#### TASK BRIEF:
Gather every line of the entries that contains the word "segment", matching its case exactly, and copy each one.

(A block of data)
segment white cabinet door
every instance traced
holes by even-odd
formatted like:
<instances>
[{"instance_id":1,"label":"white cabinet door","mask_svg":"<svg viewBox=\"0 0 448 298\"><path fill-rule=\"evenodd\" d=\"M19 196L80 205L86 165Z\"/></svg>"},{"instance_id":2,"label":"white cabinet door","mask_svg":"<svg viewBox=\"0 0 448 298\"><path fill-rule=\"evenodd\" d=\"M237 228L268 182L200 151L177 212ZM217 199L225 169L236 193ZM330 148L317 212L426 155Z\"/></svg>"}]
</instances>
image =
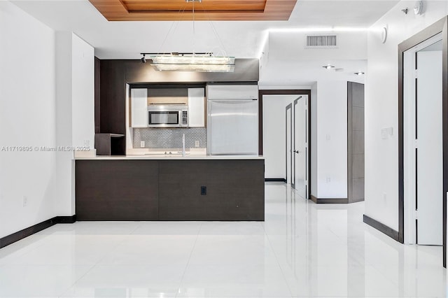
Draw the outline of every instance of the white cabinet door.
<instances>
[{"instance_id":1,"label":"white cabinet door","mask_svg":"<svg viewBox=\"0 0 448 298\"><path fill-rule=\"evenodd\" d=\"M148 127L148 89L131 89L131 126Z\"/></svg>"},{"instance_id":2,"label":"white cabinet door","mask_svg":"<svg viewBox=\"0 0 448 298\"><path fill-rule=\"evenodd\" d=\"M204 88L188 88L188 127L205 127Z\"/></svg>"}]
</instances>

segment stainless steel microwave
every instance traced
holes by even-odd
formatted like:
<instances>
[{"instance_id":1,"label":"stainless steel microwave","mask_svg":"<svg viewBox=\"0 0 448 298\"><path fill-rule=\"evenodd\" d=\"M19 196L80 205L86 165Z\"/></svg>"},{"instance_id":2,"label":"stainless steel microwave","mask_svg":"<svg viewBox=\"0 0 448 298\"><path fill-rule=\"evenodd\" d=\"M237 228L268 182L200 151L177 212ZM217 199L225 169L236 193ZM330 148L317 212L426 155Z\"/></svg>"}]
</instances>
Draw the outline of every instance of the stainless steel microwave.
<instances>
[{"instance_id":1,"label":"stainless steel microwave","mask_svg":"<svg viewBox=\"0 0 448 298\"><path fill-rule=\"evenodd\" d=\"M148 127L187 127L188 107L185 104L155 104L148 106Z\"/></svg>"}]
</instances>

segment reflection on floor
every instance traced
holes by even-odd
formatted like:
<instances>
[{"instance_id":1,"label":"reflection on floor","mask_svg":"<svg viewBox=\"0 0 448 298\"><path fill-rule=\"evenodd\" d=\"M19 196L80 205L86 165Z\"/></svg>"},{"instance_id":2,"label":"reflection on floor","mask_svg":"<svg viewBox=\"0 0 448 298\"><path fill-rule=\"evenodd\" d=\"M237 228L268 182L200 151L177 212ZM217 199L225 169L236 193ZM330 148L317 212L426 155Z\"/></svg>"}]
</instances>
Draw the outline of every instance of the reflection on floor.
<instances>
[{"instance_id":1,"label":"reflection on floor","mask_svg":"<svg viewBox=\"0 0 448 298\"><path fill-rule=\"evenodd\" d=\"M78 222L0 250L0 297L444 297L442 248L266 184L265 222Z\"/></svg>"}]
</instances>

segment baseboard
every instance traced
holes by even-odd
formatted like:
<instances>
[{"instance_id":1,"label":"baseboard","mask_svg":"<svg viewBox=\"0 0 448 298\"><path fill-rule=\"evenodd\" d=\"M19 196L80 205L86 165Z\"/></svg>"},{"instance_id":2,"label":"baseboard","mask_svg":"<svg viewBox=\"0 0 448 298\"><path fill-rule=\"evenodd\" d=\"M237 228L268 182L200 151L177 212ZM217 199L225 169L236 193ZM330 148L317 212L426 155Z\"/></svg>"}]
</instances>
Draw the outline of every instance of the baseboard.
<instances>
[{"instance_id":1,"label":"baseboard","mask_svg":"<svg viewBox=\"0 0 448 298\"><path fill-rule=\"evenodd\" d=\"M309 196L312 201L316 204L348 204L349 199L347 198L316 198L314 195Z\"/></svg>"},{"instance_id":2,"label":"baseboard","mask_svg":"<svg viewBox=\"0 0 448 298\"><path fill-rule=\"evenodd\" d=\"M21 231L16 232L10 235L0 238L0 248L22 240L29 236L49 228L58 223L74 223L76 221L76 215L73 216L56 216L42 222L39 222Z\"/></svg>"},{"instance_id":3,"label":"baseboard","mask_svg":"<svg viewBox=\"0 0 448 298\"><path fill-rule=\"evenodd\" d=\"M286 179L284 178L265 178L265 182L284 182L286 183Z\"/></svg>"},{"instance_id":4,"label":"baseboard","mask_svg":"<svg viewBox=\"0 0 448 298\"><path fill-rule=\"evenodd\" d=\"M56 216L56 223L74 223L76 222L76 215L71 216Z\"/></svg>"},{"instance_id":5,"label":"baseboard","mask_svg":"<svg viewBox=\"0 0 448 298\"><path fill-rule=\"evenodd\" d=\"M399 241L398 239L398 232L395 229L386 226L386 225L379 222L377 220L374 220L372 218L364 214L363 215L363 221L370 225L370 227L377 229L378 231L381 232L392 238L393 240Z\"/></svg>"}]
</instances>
* * *
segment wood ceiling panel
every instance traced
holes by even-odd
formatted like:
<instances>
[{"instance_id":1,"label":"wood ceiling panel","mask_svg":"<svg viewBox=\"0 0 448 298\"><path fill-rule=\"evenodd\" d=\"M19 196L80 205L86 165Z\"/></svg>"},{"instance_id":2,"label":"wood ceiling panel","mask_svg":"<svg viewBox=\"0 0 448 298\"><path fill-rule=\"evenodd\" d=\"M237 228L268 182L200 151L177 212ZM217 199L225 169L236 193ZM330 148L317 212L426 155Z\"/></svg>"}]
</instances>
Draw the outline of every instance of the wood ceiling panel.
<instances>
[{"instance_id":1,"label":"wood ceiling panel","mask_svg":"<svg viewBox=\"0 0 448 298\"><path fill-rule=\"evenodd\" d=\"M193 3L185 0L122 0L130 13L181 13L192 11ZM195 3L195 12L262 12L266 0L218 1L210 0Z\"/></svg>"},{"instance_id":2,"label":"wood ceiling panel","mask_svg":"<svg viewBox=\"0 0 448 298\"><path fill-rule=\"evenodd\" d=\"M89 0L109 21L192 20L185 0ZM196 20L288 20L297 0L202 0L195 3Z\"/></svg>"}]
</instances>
--
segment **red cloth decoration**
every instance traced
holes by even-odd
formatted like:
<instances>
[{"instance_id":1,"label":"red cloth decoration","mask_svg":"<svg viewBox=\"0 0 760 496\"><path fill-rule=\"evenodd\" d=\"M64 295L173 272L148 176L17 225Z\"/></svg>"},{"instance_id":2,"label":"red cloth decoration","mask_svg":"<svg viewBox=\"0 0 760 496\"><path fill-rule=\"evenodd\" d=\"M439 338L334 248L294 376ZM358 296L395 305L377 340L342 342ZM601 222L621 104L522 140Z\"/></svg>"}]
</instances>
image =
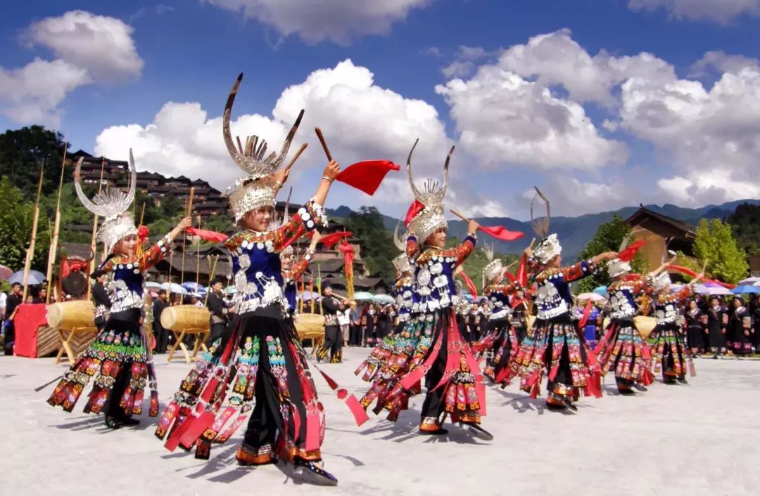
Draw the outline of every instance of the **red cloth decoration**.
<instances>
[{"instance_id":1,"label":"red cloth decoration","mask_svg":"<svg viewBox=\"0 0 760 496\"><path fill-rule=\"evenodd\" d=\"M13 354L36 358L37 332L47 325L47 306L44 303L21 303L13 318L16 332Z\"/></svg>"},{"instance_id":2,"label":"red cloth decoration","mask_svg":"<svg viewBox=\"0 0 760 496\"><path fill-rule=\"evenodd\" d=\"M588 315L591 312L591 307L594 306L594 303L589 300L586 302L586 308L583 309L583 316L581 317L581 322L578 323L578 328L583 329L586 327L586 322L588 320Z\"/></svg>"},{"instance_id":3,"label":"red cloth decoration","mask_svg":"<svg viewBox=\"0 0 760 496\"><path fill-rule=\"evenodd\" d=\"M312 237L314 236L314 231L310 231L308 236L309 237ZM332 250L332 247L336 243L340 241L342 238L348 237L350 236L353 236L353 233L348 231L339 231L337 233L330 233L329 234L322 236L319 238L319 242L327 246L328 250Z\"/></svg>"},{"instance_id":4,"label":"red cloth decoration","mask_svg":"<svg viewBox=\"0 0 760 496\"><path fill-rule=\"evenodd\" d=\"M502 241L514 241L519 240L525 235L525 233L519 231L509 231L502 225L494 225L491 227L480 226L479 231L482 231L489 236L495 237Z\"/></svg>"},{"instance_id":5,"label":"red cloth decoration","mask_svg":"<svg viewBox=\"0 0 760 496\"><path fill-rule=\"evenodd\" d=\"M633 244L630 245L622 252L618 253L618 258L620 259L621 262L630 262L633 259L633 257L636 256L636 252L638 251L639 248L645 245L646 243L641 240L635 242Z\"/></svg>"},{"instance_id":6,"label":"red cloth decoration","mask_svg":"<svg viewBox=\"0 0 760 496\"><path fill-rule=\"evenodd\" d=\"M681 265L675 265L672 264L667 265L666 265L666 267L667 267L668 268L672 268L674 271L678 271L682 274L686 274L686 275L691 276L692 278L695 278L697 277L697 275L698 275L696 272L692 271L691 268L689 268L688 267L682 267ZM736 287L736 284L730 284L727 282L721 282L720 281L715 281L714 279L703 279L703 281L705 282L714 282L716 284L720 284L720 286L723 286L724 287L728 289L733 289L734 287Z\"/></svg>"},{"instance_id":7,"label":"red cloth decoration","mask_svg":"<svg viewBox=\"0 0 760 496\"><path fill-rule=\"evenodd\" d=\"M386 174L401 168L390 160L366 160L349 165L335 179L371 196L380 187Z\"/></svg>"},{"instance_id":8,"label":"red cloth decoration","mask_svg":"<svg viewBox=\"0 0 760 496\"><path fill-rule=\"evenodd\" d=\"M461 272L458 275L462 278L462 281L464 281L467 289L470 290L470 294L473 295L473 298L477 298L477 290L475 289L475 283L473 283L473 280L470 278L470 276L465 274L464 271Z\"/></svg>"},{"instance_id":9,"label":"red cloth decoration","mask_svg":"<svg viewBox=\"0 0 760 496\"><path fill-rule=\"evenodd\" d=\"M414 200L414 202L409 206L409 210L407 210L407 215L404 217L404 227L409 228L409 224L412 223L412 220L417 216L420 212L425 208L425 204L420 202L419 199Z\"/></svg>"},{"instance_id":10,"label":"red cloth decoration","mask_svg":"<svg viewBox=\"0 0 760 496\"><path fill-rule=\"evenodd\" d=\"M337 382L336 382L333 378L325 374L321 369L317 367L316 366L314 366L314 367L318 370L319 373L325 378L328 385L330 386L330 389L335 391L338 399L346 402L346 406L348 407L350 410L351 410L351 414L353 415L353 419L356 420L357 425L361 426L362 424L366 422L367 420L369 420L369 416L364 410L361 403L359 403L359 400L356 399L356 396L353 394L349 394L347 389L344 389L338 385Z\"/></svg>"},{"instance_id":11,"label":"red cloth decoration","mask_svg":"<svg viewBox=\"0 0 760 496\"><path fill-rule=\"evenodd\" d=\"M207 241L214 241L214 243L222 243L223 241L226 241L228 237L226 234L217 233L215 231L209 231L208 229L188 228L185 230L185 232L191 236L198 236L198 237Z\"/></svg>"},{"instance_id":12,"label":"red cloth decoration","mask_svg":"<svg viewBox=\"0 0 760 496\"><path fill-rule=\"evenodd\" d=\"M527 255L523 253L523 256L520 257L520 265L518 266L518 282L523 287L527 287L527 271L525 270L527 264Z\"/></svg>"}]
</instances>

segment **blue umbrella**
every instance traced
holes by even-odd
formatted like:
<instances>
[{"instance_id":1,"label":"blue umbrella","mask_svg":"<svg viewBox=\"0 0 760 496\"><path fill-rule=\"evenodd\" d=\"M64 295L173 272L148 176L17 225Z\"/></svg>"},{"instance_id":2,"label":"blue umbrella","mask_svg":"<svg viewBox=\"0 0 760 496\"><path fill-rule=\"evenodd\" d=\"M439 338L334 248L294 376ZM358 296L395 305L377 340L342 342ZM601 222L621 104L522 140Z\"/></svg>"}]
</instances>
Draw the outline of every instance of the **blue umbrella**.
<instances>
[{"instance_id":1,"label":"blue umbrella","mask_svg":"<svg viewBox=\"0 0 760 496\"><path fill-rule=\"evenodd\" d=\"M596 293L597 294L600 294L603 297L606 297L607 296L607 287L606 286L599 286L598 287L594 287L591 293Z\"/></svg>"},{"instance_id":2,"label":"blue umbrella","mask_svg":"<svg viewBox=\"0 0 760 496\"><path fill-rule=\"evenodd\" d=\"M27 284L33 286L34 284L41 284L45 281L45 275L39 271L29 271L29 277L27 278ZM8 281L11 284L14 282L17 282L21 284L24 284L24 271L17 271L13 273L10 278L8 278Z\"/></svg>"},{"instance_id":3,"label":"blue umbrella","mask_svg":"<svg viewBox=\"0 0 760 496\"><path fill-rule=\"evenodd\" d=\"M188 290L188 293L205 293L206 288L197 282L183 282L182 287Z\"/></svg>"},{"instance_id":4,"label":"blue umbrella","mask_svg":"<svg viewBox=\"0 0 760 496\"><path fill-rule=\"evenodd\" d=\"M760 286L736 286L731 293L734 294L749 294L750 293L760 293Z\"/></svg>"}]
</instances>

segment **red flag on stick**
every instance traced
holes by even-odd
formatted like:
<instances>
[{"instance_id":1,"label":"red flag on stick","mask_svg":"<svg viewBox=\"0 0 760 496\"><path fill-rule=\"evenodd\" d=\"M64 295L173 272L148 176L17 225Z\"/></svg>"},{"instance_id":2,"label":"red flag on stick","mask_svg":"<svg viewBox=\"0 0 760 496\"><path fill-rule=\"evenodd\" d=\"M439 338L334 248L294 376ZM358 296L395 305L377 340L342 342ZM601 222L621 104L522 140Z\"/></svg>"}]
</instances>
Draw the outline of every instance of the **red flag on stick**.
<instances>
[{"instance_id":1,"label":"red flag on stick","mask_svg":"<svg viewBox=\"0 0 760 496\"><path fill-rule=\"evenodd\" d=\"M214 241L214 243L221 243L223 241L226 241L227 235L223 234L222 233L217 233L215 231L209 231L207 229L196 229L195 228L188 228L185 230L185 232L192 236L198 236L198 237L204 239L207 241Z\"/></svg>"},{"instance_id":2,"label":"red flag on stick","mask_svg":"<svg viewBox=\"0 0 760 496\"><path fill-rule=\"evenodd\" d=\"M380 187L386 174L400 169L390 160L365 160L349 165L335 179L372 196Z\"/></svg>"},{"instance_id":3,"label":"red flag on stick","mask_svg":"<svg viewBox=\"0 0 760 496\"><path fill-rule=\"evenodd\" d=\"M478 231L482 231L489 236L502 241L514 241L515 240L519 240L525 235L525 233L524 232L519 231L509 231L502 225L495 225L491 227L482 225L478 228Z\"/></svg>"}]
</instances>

#### FINAL RESULT:
segment white cabinet door
segment stainless steel microwave
segment reflection on floor
segment baseboard
segment wood ceiling panel
segment **red cloth decoration**
segment **blue umbrella**
segment **red flag on stick**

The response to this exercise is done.